= ESTRATTO DA LEGGERE =
———
Colpisce che, in questi giorni, “dopo” stia diventando più frequente di “adesso”.
La reclusione ha ridotto il qui e ora a una stanza, un po’ di strada dalla finestra, cento passi cauti fino al supermercato. L’unica vera forma di altruismo è proteggersi il più possibile dall’altro. Parenti, amici sono ormai voci-immagini che si manifestano sullo schermo di cellulari e pc per dire: siamo, sul momento, ancora sani. Il mondo è radio, telegiornali, bollettini della disfatta, della vittoria.
Ovvio, quindi, sognare il dopo. Ma anche sul dopo c’è parecchia confusione.
Ci sembrerà sufficiente tornare a prima del virus, con i felici pochi che posseggono tutto e i molti che stentano a sbarcare il lunario?
Ci piacerà un’Europa disunita che lascia sforare i deboli (a loro rischio e pericolo), solo quando urge che sforino i forti?
———
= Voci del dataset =
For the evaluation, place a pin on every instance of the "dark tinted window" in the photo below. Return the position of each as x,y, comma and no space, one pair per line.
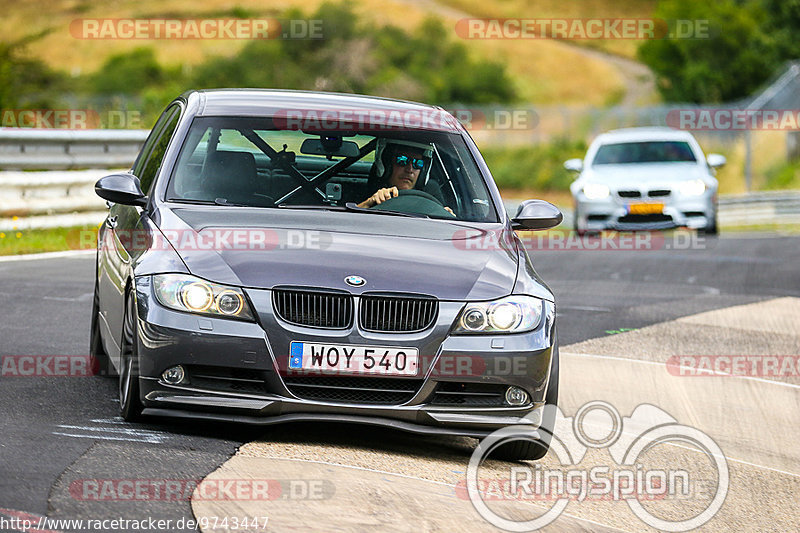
255,162
151,160
644,152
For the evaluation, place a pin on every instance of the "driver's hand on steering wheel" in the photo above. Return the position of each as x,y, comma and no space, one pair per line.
379,197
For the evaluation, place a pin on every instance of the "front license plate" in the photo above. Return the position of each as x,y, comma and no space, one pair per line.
349,359
645,209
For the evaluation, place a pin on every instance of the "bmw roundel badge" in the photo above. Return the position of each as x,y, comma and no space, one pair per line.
355,281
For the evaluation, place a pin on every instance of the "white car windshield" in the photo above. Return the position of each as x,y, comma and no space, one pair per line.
644,152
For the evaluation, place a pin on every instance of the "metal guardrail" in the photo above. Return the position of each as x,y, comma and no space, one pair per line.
58,197
38,149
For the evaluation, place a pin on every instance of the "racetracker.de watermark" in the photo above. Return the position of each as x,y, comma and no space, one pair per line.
70,119
585,28
567,240
171,490
207,239
764,366
194,29
731,119
48,366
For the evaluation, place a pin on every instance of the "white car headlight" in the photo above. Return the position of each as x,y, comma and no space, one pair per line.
512,314
692,187
595,191
194,295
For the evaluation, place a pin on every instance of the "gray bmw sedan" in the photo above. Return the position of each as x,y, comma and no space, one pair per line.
278,256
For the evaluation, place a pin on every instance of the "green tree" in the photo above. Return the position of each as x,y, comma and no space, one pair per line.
735,59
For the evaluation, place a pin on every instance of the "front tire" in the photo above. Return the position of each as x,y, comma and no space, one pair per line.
130,403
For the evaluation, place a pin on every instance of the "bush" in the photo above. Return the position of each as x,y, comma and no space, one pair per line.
388,61
538,167
128,73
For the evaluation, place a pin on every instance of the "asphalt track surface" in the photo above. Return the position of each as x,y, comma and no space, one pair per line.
55,431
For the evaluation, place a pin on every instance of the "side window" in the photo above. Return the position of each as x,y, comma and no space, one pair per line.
150,159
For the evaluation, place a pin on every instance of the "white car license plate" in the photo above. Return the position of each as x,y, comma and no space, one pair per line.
349,359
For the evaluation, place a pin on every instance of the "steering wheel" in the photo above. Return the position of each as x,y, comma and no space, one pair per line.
415,201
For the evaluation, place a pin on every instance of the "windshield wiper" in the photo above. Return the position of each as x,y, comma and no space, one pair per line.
318,207
191,201
352,206
218,201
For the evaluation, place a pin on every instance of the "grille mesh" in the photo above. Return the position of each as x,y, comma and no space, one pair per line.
393,313
472,394
385,391
314,308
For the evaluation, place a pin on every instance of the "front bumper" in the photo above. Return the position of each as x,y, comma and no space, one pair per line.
168,338
613,213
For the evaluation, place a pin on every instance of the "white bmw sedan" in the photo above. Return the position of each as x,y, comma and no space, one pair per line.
645,179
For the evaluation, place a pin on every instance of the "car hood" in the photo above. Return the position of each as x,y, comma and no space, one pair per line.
644,173
264,248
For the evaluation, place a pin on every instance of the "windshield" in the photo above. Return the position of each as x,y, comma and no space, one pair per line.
251,162
644,152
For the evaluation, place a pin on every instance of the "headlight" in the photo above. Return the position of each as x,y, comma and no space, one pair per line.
194,295
692,187
595,191
513,314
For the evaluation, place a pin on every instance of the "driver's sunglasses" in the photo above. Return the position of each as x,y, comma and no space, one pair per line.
403,160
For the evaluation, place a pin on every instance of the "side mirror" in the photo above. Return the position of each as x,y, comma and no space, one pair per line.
574,165
716,160
536,214
122,188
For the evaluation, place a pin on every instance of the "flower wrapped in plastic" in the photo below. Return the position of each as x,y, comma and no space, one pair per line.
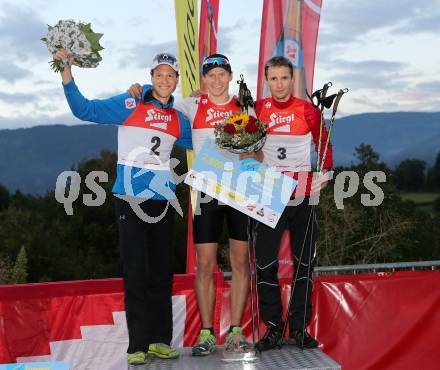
241,133
78,39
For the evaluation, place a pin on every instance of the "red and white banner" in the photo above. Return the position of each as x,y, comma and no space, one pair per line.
371,321
290,28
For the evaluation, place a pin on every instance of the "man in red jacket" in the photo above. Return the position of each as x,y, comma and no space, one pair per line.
292,124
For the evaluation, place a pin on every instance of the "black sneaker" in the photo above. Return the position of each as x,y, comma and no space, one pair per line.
271,339
296,338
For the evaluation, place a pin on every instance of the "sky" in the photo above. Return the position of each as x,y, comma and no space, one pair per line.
386,52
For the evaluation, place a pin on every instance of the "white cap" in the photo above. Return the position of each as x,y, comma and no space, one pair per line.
———
= DA SVOLGERE =
Prosegui l'estratto sulla reclusione e sul «dopo» a partire dalla sua ultima frase.

= RISULTATO =
Torneremo globali, ci autarchizzeremo, ci iper-statalizzeremo, ci sovranizzeremo al seguito di un Putin europeizzante o altro uomo d’acciaio?
Scienziati, politici, economisti studieranno entusiasti il modo di costrizione asiatico e lo adatteranno alle nostre repubblichette presidenziali?
Metteremo fine all’americanizzazione e ci cinesizzeremo?
Lettere e arti rifioriranno sfornando innumerevoli “Io e il Covid-19”, “Elogio della clausura” eccetera?
O – sorpresa – ci adopereremo per rendere il mondo, al solito immondo, finalmente un pochino giocondo?